> [DATA SUPPLIED]
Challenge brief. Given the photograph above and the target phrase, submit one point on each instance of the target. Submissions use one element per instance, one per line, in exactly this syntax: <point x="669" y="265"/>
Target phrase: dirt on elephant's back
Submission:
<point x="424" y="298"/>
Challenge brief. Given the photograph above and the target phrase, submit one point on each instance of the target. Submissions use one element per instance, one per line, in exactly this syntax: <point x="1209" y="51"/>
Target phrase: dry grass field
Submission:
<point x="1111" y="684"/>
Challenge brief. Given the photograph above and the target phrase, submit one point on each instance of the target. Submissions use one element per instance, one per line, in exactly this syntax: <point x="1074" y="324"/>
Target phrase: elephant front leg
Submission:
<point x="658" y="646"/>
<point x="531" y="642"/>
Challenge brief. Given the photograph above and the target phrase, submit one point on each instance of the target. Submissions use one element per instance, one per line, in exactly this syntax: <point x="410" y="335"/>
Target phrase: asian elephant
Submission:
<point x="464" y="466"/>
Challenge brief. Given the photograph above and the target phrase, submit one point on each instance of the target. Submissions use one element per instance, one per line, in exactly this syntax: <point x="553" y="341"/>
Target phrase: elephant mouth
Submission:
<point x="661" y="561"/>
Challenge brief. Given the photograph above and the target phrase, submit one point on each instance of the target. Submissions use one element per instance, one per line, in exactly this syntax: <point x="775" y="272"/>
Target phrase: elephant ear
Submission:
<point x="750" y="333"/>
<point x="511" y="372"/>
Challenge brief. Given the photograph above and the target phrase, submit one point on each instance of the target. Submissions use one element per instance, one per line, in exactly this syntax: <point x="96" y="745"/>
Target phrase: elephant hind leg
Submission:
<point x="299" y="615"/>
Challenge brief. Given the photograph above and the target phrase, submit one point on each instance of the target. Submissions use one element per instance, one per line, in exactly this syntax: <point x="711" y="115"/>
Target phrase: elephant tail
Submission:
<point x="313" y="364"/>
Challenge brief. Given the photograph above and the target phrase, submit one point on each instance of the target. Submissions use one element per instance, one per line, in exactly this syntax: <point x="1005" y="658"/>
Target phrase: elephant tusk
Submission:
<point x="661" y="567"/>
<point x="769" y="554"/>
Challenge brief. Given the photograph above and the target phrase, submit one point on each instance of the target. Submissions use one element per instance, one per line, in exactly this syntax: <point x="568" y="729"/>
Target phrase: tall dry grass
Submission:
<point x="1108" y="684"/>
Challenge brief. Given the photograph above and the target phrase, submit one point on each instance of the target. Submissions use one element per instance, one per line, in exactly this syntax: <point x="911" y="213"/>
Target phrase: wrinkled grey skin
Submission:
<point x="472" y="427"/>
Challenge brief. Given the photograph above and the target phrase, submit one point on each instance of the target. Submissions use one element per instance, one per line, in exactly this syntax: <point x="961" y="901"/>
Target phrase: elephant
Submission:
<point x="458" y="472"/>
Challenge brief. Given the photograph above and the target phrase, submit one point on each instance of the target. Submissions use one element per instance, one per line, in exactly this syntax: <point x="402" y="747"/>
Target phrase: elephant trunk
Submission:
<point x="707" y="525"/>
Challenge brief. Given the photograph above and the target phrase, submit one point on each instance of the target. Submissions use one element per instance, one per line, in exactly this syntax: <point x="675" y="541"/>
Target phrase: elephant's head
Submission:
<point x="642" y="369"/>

> [EXERCISE] Each line in the listing either holds the word "grass" or does not. Report how many do, as a bare number.

> [SOLUTION TO THE EXERCISE] 2